→ YOUR TASKS:
A. In the Bread of the Dead recipe, how long might the dough take to double in size in a warm area?
B. Pick up the Bread of the Dead recipe after its last sentence and write the next steps.

→ EXTRACTED TEXT:
—————

# Pan de Muerto --  Bread of the Dead



## AllenOK (Oct 31, 2005)

I thought would be fitting for today.  I haven't made it yet, but one of these days, I'd like to.

Pan de Muerto 
Bread of the Dead 

	Traditional Mexican recipe for Oct 31, Souls Day. 

2 c all purpose flower (222 g), in all
2 c water 
1 ¼ c white sugar (300 g), in all
½ c of margarine or butter (125 g) 
1/3 c shortening (100 g) 
3 whole eggs, in all
7 egg yolks 
3 T orange blossom water 
2 T anise tea 
20 g dry yeast 
1 T orange rind 
¼ t salt 

	Dissolve the yeast in 8 T of room temperature water and add about a cup of the all purpose flower to make a paste. Let it sit in a dry in a room temperature area, until it doubles size. 
	In a bowl mix the remaining sifted flower, about a cup of the  sugar, salt, 2 whole eggs, the egg yolks, orange blossom water and anise tea, orange rind, shortening and  margarine or butter. Mix it thoroughly with your hands, stretching it and squashing it. Add the yeast dough and continue to knead until the dough gets an elastic consistency. *If your dough ball is too grease and soft, add more sifted flower to it, by bits until you get a nice, firm and consistent dough ball. 
	Make a ball with the dough, rub it with a little butter and put it in a bowl, covered it with a damp piece of cloth and let it sit in a warm area, until it doubles size (it could take as long as 2 hours). Set aside 2 c of the dough, separately to decorate the top, if desired.

—————

→ DATA:
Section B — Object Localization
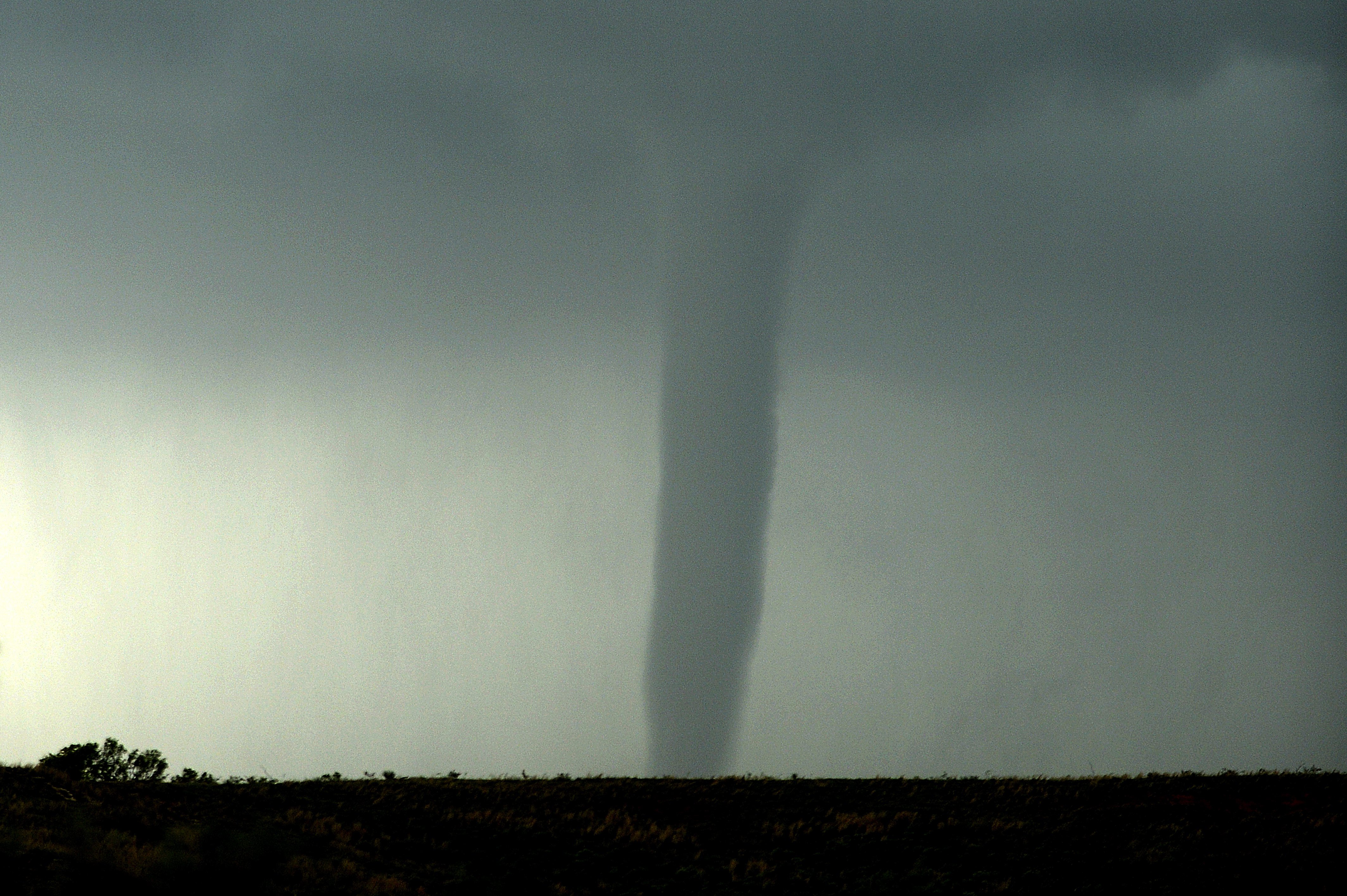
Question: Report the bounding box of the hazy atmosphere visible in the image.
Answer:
[0,0,1347,776]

—————

→ TASK ANSWERS:
A. As long as 2 hours.

B.
	On a greased surface (use margarine, butter or shortening) set the dough ball and decorate it, making different shapes with the 2 c of saved dough.  Use a scrambled egg and brush the surface of the dough ball. 
	In 2 c of water mix 1 T flower and 2 T sugar. Heat it until you get a syrup consistency. 
	Preheat the oven at 350ºF and put the dough in for around 40 minutes. It depends on the size of your dough ball, so keep and eye on it. it should get golden brown on the top. To check if it is done, gently press the surface of the bread. If it jump right back up, VOILA!... to make sure, do the "stick a fork in the middle" routine. You know, if it comes out clean, your done!. 
	Sprinkle the baked bread with the syrup (wait for the syrup the cool down). Sprinkle with white sugar all over the top.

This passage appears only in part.